**Partes del ejercicio:**
**A.** Reproduce el texto sobre la pandemia y la presencia de Dios desde "Originada en una" hasta "en el camino.", ambos incluidos, y cambia "América Latina" por "Hispanoamérica".
**B.** Retoma el texto sobre la pandemia y la presencia de Dios y continúalo a partir de donde termina.

Sigue creyendo que puede regir su vida sin intervención divina alguna, sin participación en una realidad espiritual que le trasciende y envuelve.

¿Cuántos ídolos se han venido abajo a raíz de esta pandemia? En un mundo globalizado como el nuestro, las plagas son también globalizadas; se extienden más rápido que la capacidad de respuesta y adaptación de nuestros sistemas de salud.

El Covid-19 se ha infiltrado tan rápido en nuestra cotidianidad que el sistema socioeconómico ha entrado en una crisis que probablemente tardará años en sanearse. Hasta la fecha, no se sabe si dicho virus fue obra de la imprudencia humana, o bien un mero fenómeno natural.

Pero sea cual sea la verdad, la presencia de Dios se transparenta con una fuerza indecible en todos estos acontecimientos. Entre más se revela la presencia luminosa del Señor, más parece colapsar el sistema-mundo que la humanidad construyó en los últimos siglos.

De esta forma, el antropocentrismo, el mayor ídolo de nuestra época, parece ahora languidecer ante un hecho que solo se hace evidente cuando se contempla nuestra realidad desde la fe: Dios sigue siendo el Señor de la historia.

La presencia inusitada de Dios en la historia

Originada en una serie de transformaciones sucedidas en las sociedades europeas y norteamericanas que culminaron con las revoluciones industriales y políticas de los siglos XVII-XVIII, la Modernidad y su resabio, la Postmodernidad, parecen ahora comenzar a resquebrajarse.

América Latina, que apenas comenzó a adoptar dichas transformaciones hasta entrado el siglo XIX, constituye hasta la fecha algo hermoso y único. Somos algo premodernos en nuestra visión providencialista de la vida, pero tampoco somos completamente modernos; no hemos dejado de tener presente a Dios.

Y es que cabe admitirlo con un sano realismo: muchas de las transformaciones sociales, culturales y tecnológicas que se dieron en las sociedades modernas ya se hacían necesarias, pero algo se perdió de vista en el camino.

En lugar de mantener la mirada en el misterio de Dios mientras se transformaba el mundo, volvimos a vernos sólo a nosotros mismos. Nos hicimos muy aficionados a vernos el ombligo, por ello hubo que verse con estupor todos los horrores del siglo XX, para ser conscientes de que el proyecto ilustrado fue un rotundo fracaso; una quimera basada en la soberbia.

**Sección de datos:**
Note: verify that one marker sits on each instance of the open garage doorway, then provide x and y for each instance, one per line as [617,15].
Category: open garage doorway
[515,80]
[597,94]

**Respuestas en orden:**
**A.**
Originada en una serie de transformaciones sucedidas en las sociedades europeas y norteamericanas que culminaron con las revoluciones industriales y políticas de los siglos XVII-XVIII, la Modernidad y su resabio, la Postmodernidad, parecen ahora comenzar a resquebrajarse.

Hispanoamérica, que apenas comenzó a adoptar dichas transformaciones hasta entrado el siglo XIX, constituye hasta la fecha algo hermoso y único. Somos algo premodernos en nuestra visión providencialista de la vida, pero tampoco somos completamente modernos; no hemos dejado de tener presente a Dios.

Y es que cabe admitirlo con un sano realismo: muchas de las transformaciones sociales, culturales y tecnológicas que se dieron en las sociedades modernas ya se hacían necesarias, pero algo se perdió de vista en el camino.

**B.**
No obstante, a pesar del evidente fracaso en el siglo XX de todas las fantasías racionalistas gestadas en siglos anteriores, lo que quedó no fue una expiación, ni una sincera contrición del corazón. Lo que quedó fue la desidia postmoderna: se renunció a Dios, pero también se renunció al ser humano como fin de sí mismo.

¿Qué les queda a muchos? El desencanto, la exaltación de un relativismo frívolo, y la renuncia a la búsqueda de la verdad y la trascendencia.

¿Qué nos queda a quienes vivimos de la fe y buscamos cada día la presencia de Dios? La constatación de que Dios es el fundamento y el fin de la historia, no el ser humano, pues somos bendecidos partícipes de su amor. Por ello tantos santos y místicos en los últimos siglos nos han mostrado esto: que Dios nos ama, más allá de todo.

La pandemia nos ha comprobado que el antropocentrismo narcisista en que se funda nuestro mundo postmoderno no es sino un delirio infantil. Es un arrebato o un berrinche ante una realidad que está más allá de nosotros; es absolutamente trascendente.

Ante tanta mortalidad, impotencia y pánico, el antropocentrismo colapsa. Dichosamente tenemos ante nosotros una muestra más de que el ser humano no es señor de la historia, ni siquiera de su propia vida.

El teocentrismo remerge lentamente como el fundamento de la realidad y de la naturaleza humana: Dios como señor de la historia. ¿Qué esperamos entonces para reconocer nuestra fragilidad y pequeñez? Nuestros pecados e indiferencia hacia el Señor como sociedad, como humanidad.

No se trata de una mera inculpación masoquista, no invito a un mea culpa superfluo y momentáneo, sino a uno nacido de la fe. No invito a la autocomplacencia, sino a reconocer nuestra absoluta dependencia de un amor más allá de lo imaginable: el amor de Cristo.

Ante esta pandemia y la incertidumbre que suscita en nosotros, nos queda un acto de sincera y santa humildad. Tenemos la oportunidad de abandonarnos en Aquel que es el creador y sustentador de la vida (Hch 3,15-17).